• [SOURCE]:
● ● ● ●

Take Me Home is a British television drama series that originally aired from 2–16 May 1989. The 3-part mini-series starred Keith Barron, Maggie O'Neill, Reece Dinsdale, and Annette Crosbie. It was created and written by Tony Marchant and was shown in three episodes on BBC One. The lead character, Kathy, was one of the first television roles for actress Maggie O'Neill.

Kathy is a lonely young woman who moved to an extended Midlands town. The fictional industrial town is experiencing major transformation, including residential development, roads, and an advanced computer technology centre (relevant to the era of the broadcast). Kathy encounters a local taxi driver, Tom, who is driven by his passion for engineering and the infusion of technology in the town. Kathy and Tom begin to meet secretly, behind their respective partners' backs.

Their obsessive affair plays out over a backdrop of the social and economic changes of the 1980s in "Thatcherite" Britain. Take Me Home has many scripted references to actual changes in society at the time: notably, the technology encroachments upon industry and skilled labour. Scenes were shot in semi-developed housing estates and corporate business parks. Kathy's husband, Martin (Dinsdale), is written as a progressive computer expert, determined to outstride his corporate peers and succeed whatever the cost. He forces Kathy to have an abortion in the first episode because he feels a baby would harm his career. His colleagues at "InfoCo" are shown as pompous, arrogant, and chauvinistic.

● ● ● ●

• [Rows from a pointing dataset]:
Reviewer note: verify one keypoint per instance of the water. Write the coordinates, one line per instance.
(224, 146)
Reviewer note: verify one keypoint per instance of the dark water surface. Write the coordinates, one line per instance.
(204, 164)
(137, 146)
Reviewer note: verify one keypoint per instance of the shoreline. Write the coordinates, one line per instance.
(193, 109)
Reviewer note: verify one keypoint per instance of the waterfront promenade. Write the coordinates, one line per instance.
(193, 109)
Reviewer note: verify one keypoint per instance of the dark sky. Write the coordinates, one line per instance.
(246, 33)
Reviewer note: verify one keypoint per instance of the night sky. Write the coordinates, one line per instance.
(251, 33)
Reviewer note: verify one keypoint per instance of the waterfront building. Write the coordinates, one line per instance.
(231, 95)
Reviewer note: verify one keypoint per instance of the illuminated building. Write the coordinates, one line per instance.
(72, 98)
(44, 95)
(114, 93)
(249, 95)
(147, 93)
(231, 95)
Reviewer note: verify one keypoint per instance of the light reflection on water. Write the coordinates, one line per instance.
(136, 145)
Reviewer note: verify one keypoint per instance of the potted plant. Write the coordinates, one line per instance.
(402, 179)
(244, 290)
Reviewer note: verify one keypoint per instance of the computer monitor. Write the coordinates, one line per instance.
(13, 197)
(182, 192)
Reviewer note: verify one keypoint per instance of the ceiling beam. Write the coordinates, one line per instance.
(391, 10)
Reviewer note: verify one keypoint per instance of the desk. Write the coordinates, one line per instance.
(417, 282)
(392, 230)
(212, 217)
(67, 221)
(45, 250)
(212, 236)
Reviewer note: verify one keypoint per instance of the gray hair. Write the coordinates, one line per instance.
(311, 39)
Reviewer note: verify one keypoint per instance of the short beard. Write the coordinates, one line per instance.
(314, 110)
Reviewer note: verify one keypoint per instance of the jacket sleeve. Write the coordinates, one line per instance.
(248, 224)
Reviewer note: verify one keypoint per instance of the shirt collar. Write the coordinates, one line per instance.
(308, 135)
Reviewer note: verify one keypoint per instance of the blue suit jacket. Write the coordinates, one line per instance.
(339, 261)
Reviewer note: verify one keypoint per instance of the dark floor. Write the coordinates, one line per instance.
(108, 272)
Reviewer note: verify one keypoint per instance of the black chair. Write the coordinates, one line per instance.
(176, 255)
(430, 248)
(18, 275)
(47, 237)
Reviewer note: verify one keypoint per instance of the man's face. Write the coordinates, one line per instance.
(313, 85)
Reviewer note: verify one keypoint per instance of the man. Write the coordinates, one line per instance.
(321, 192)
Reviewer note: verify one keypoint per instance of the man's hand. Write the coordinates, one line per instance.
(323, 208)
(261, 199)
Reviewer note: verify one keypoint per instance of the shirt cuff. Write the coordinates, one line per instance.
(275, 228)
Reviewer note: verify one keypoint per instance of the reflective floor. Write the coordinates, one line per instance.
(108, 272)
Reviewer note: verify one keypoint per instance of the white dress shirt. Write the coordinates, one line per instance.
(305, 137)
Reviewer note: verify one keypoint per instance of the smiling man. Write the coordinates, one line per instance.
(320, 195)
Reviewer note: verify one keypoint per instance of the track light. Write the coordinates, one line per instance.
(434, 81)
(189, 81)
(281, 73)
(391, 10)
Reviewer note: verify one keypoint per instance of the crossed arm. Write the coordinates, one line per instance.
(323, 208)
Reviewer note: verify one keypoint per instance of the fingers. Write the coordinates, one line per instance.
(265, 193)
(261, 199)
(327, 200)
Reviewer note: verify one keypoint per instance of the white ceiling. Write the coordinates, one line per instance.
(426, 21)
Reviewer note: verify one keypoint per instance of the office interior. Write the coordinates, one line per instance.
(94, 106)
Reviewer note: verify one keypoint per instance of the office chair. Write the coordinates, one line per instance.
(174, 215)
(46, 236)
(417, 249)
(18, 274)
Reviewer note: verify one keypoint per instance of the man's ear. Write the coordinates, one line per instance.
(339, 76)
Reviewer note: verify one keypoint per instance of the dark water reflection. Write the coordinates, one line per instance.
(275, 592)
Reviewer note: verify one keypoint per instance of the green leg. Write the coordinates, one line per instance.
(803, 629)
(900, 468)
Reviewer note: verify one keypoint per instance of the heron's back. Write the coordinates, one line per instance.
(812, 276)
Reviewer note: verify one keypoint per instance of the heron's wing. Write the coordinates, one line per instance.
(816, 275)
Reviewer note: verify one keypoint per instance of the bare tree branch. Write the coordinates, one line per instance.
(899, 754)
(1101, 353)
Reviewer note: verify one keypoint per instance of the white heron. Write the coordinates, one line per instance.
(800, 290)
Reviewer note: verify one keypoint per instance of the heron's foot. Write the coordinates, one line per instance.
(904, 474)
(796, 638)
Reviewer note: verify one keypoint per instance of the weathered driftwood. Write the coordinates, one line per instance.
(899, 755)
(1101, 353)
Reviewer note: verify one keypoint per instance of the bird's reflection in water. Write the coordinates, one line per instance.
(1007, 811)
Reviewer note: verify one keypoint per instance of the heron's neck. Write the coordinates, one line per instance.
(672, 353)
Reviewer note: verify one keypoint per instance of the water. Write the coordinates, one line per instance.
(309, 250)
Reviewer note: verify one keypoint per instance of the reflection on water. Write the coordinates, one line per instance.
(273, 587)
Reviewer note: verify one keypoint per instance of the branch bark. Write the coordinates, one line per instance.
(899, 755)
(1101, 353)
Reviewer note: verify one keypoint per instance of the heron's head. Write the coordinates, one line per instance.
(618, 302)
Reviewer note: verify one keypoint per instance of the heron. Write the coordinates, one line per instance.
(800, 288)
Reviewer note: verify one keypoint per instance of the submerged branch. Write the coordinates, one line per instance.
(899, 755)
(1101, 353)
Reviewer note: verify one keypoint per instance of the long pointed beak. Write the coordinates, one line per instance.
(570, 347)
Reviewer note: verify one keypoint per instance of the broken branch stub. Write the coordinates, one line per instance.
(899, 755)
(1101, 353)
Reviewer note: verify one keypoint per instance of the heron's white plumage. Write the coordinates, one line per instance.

● ● ● ●

• [STATED PROBLEM A]:
Who created and wrote the series described in the text on Take Me Home?
• [STATED PROBLEM B]:
Name every actor the text on Take Me Home says starred in the mini-series.
• [STATED PROBLEM C]:
Extend the text on Take Me Home with the passage that would come next.

• [EXERCISE ANSWER A]:
Tony Marchant

• [EXERCISE ANSWER B]:
Keith Barron, Maggie O'Neill, Reece Dinsdale, Annette Crosbie

• [EXERCISE ANSWER C]:
Tom's home life and marriage with his ditzy wife Liz (Crosbie) is safe, stale, and old-fashioned. They live in a comfortable 1950s council semi. Kathy is needy but attracts Tom through her vibrance and intelligence. He quickly falls in love with her after they finally make love in the back of Tom's taxi. Meanwhile, Martin tries desperately to integrate the couple into their new surroundings. He arranges badminton matches with his colleagues and a dinner party at their exclusive new estate. Tom and Kathy's relationship deteriorates, however, as Kathy shows second thoughts about the affair. The affair ends in the last episode when both Liz and Martin discover their spouses' infidelity.

Take Me Home was shot entirely in the Shropshire town of Telford, which itself would have been considered a new town in the 1960s, growing and experiencing massive technological and economic changes, much as  the town depicted in the series.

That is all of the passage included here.